**AIM**
Count the lines in the listing below that contain the string "interior", treating uppercase and lowercase as different. Reply with the number alone.

[START DATA PROVIDED]

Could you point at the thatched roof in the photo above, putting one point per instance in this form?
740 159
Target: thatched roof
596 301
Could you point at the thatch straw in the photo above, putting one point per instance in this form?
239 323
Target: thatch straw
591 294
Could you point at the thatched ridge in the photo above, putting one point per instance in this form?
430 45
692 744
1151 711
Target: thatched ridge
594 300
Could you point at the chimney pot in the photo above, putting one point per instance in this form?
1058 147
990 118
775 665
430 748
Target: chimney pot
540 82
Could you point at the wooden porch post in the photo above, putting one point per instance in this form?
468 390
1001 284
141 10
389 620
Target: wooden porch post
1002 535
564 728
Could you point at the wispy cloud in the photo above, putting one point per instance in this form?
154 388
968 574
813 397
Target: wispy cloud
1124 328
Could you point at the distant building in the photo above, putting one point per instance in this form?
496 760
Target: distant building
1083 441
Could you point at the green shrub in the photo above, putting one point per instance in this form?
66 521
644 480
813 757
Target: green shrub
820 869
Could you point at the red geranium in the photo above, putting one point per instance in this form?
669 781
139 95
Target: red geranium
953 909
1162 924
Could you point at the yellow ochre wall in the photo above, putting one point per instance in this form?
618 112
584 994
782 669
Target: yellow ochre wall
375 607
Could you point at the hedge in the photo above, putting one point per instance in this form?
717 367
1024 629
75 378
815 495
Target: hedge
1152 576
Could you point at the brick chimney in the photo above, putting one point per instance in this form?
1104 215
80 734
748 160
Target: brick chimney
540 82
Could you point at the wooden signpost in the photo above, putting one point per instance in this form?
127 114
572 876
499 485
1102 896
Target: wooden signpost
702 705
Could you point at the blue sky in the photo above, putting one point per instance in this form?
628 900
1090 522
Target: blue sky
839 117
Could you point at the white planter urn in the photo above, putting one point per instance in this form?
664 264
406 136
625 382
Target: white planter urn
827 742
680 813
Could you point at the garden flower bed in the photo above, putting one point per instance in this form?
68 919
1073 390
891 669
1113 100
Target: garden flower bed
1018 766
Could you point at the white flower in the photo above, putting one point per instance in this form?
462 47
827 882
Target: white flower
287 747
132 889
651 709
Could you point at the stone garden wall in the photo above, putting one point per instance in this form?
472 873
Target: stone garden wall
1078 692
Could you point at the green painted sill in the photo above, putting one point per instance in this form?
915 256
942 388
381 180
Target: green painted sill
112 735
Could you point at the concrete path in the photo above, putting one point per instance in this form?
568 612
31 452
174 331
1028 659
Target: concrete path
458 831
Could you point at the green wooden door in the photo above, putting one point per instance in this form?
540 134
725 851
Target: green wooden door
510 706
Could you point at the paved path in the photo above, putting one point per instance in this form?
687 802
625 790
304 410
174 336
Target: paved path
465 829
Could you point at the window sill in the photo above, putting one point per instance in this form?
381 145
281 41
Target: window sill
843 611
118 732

[END DATA PROVIDED]
[START DATA PROVIDED]

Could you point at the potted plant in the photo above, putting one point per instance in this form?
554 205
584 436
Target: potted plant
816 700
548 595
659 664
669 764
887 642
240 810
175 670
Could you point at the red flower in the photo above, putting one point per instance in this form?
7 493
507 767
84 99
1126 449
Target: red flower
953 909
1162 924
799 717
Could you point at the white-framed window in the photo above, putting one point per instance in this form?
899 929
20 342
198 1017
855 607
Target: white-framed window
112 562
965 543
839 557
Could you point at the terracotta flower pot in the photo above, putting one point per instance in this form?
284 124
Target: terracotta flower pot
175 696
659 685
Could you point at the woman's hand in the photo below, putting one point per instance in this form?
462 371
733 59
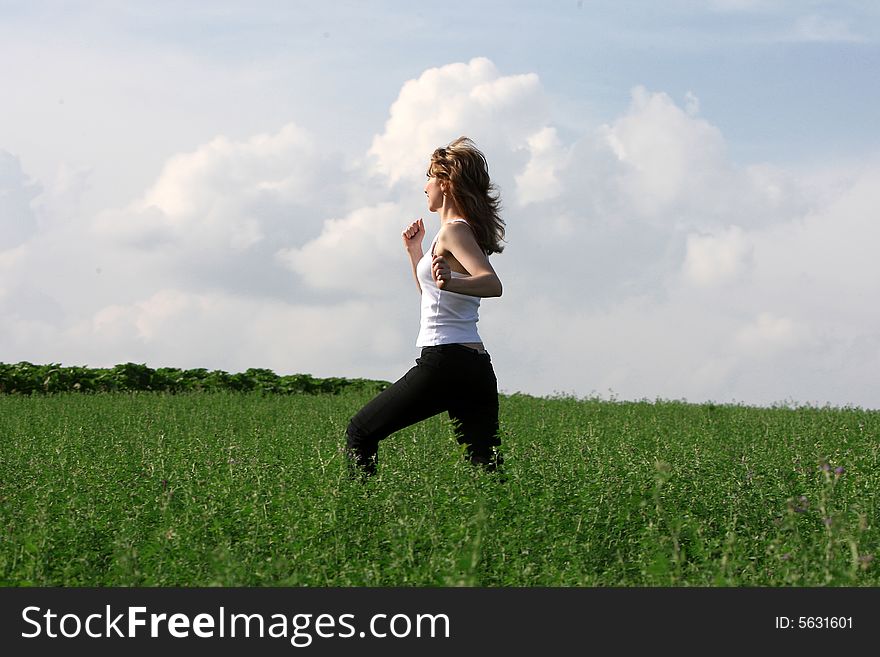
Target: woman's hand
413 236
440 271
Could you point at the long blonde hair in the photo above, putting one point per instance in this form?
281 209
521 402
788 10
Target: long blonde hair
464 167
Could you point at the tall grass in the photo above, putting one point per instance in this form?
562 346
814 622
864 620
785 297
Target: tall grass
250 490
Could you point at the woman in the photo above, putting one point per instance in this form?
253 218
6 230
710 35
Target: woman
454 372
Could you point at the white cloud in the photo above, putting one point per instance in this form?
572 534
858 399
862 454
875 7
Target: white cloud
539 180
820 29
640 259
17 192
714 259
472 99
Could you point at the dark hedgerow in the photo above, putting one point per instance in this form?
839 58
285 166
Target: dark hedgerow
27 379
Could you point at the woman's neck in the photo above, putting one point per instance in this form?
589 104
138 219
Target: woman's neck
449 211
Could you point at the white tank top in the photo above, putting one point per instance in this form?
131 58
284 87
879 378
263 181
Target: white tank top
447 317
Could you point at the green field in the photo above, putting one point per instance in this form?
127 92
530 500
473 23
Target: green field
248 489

[END DATA PROVIDED]
[START DATA PROVIDED]

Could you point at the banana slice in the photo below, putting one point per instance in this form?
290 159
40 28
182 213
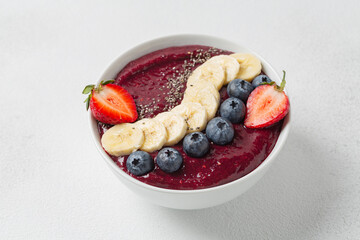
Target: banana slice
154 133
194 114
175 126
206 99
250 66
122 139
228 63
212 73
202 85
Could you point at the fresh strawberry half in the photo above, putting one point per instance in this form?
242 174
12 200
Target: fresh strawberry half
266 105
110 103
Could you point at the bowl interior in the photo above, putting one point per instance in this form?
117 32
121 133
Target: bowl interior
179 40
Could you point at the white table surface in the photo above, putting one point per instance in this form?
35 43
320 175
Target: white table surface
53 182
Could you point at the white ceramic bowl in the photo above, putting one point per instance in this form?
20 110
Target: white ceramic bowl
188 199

[END DATA PROVIDED]

**FULL SOLUTION**
2